*** Begin section ***

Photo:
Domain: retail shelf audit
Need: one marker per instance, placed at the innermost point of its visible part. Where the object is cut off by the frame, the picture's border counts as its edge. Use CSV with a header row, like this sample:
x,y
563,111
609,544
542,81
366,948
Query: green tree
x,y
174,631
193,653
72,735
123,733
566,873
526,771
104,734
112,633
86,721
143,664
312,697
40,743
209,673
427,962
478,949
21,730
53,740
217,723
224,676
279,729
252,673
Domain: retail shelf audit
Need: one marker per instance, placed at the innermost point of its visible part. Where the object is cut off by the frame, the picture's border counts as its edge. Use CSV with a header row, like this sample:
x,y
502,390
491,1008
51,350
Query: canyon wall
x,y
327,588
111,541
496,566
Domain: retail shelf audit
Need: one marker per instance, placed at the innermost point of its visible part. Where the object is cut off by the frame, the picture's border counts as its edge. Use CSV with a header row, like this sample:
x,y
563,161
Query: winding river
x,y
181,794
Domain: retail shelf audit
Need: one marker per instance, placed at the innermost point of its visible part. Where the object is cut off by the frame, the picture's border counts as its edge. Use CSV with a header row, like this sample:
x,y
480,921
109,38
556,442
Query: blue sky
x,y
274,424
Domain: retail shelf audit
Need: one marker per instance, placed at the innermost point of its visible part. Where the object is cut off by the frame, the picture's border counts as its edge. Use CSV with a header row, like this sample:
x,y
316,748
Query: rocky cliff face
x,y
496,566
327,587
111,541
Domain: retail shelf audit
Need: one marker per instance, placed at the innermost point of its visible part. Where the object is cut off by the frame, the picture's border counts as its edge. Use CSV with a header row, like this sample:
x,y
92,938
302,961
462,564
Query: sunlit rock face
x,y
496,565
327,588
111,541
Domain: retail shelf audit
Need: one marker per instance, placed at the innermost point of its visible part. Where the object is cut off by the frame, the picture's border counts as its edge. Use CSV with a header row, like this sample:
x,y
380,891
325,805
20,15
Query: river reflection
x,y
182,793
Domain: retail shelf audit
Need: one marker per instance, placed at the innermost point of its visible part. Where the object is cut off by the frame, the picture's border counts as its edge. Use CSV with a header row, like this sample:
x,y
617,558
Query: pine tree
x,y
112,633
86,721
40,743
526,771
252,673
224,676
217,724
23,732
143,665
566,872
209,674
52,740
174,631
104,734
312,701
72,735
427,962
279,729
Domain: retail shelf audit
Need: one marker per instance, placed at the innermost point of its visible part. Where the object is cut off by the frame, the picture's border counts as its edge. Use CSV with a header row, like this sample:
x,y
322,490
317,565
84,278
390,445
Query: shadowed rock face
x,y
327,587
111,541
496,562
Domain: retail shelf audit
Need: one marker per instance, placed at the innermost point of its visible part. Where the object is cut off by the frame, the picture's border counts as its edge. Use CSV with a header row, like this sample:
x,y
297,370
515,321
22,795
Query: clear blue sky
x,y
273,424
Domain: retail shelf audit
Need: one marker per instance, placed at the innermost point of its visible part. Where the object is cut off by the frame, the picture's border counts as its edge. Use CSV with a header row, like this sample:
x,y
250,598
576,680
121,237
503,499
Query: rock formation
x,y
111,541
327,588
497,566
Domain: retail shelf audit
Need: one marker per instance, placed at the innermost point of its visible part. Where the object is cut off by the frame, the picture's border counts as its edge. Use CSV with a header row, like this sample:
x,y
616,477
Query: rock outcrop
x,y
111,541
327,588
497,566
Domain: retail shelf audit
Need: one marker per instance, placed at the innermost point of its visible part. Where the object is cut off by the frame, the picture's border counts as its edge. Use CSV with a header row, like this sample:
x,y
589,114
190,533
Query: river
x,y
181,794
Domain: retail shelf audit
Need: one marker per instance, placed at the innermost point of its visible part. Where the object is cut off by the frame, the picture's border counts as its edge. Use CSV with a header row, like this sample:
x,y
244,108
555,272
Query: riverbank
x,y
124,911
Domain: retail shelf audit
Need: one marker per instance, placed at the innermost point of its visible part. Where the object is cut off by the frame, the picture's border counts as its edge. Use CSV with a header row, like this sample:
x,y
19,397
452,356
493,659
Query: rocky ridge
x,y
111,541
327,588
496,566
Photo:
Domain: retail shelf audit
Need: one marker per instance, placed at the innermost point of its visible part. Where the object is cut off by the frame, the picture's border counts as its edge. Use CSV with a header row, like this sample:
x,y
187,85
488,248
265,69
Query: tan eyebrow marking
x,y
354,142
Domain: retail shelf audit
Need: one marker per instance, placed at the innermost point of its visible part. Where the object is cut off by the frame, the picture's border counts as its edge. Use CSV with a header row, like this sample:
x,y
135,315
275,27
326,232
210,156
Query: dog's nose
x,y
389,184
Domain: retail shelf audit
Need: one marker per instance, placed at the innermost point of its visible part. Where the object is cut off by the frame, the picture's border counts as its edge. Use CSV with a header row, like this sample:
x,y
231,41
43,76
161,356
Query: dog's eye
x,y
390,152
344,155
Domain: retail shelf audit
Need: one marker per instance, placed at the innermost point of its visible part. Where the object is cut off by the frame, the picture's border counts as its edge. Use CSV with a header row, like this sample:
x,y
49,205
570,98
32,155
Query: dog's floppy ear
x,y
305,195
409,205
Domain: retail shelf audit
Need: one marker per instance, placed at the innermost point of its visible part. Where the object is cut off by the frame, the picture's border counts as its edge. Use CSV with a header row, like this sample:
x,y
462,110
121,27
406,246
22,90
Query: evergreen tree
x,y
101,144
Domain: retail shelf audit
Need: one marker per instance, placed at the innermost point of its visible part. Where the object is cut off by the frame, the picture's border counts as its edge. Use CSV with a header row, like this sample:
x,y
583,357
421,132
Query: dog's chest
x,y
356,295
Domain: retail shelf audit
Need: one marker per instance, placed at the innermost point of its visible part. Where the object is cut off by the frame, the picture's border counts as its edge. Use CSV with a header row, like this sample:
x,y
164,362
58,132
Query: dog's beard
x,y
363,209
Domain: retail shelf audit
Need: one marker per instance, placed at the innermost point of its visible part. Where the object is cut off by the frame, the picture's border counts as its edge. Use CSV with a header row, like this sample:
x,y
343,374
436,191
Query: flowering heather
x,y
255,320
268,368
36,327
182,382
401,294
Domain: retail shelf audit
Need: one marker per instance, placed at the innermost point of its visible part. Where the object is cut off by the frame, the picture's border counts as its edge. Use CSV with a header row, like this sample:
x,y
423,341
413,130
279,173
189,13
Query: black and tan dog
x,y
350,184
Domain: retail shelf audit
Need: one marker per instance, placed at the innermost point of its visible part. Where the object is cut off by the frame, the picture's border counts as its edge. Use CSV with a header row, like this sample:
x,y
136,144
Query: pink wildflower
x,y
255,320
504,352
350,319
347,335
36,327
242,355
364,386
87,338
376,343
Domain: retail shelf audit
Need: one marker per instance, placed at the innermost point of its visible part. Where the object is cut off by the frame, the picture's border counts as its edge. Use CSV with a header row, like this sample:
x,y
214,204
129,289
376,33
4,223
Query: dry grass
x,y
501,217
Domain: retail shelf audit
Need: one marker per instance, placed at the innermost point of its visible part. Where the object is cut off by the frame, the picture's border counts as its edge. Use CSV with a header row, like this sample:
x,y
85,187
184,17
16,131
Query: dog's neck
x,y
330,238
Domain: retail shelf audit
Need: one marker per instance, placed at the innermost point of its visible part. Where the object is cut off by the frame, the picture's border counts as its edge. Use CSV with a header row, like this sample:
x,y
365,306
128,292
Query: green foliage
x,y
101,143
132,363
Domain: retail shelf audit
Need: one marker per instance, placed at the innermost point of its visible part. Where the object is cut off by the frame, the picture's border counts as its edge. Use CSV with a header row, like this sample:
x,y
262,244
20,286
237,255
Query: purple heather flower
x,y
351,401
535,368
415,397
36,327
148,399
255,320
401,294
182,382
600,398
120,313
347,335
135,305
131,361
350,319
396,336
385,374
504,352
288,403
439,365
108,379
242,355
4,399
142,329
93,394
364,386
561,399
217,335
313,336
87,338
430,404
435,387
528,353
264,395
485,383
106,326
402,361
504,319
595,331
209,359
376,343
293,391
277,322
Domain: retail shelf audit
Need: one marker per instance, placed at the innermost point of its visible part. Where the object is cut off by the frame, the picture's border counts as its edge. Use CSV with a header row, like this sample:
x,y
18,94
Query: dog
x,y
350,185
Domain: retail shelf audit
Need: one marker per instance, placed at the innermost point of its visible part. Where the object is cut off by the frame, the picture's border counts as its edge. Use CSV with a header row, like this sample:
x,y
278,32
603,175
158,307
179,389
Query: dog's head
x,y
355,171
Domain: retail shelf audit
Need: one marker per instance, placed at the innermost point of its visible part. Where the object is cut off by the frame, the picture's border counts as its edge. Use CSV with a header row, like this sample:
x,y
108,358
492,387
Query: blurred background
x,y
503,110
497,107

*** End section ***
*** Begin section ***

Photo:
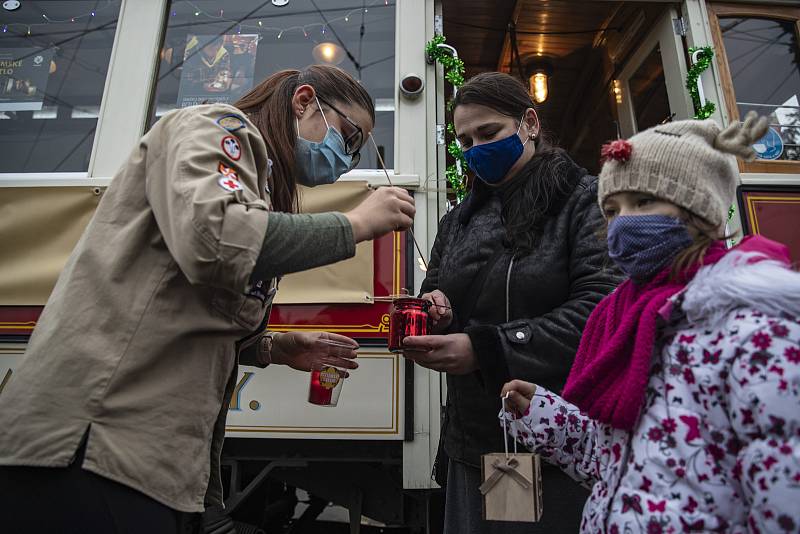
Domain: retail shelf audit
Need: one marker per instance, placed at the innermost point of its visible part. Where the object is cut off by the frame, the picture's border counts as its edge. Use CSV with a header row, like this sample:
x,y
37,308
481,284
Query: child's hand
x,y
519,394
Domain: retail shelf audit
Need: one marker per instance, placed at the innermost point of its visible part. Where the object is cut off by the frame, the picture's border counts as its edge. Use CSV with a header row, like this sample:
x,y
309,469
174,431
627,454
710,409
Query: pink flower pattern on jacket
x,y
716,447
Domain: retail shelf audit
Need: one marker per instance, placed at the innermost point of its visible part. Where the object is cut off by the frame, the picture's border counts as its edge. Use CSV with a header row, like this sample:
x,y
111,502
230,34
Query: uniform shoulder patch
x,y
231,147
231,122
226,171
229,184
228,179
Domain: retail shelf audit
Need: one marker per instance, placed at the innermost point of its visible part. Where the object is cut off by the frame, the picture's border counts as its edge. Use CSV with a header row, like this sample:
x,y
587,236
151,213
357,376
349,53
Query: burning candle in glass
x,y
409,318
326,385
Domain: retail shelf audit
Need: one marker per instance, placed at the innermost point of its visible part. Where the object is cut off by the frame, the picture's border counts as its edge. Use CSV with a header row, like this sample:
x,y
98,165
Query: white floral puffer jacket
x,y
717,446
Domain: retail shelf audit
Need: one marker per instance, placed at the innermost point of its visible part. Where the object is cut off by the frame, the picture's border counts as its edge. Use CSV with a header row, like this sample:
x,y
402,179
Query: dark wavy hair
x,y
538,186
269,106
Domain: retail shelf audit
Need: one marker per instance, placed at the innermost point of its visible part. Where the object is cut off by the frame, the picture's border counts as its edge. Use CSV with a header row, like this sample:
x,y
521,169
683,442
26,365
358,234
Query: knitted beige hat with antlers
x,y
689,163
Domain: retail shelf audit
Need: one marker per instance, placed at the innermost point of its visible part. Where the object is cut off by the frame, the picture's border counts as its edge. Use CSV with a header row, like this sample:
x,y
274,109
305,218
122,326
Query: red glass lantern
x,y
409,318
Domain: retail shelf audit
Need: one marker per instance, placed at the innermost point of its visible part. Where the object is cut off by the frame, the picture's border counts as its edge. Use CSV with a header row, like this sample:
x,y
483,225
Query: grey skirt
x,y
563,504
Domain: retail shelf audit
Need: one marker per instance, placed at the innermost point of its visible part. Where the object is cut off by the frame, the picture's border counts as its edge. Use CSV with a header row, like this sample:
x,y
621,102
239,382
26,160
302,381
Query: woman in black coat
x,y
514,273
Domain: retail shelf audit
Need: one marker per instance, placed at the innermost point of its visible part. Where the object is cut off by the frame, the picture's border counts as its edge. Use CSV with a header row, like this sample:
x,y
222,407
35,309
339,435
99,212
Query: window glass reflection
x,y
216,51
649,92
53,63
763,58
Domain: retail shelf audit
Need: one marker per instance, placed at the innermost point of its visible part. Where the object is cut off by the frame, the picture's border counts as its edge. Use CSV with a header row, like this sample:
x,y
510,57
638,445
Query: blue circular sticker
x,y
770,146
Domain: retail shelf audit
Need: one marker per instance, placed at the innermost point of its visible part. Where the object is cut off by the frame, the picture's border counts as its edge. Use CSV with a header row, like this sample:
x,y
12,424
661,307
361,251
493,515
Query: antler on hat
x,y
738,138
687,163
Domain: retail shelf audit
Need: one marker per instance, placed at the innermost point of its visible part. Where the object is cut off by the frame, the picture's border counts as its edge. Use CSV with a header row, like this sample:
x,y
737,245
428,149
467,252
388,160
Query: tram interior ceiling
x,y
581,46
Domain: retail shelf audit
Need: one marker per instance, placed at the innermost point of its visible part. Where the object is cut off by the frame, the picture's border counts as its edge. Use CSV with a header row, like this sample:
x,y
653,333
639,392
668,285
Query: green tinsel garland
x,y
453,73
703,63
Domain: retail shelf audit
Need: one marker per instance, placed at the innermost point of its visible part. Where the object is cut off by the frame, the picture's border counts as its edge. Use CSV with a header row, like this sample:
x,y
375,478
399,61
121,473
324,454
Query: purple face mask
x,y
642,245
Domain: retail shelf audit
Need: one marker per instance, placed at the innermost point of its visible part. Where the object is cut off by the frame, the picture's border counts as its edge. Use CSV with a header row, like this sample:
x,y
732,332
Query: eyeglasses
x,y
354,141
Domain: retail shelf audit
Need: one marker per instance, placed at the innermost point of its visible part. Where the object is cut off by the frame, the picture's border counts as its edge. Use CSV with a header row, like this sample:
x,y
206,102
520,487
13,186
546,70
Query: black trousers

*** End section ***

#### [REQUIRED WORK]
Take the stretch of lines above from the one containing "Query: antler on hat" through the one containing "Query: black trousers" and repeat it exactly, adding no other line.

#### [TASK RESPONSE]
Query: antler on hat
x,y
738,138
687,163
Domain: retail shelf audit
Need: one marker per instance, placed at the innermost point of its visible part. Where the object is cut off by the frame, the picture's border counts as its edge. Use CSV with a header row, like this sample:
x,y
737,245
428,149
467,252
388,160
Query: tram interior ceiling
x,y
581,46
Domain: retail shelf audit
Need: one marker per instance, placed at the innermost point of its visible part. Where the object is cut off by the frame, the picture's border counts as its edge. Use CSV with a header row, like this sample:
x,y
653,333
639,392
668,285
Query: green tinsel garland
x,y
453,73
703,63
Domain: retail shelf audit
Need: one marker per instance, placed at the innermost point of its visible part. Where the object is cut off by the frame, the picture's border counts as its edge. Use CSV with a header row, like this sample:
x,y
375,478
399,61
121,473
324,454
Query: purple face mask
x,y
642,245
Domain: retail shelf audit
Need: one marker per instance, placed at the innermost point of its visible part. Where the object is cut off by the frame, the picture's border counts as its edge. Use CSV with a header row, like this sample:
x,y
732,332
Query: eyeglasses
x,y
354,141
Domain: retail shelf audit
Need: one marker per instance, placed at the innermost point of its visible part. Where the object is cut off by the frame, the picture's border counts as its edge. Use CSV with a header row, like this sample:
x,y
206,102
520,487
13,186
546,70
Query: black trousers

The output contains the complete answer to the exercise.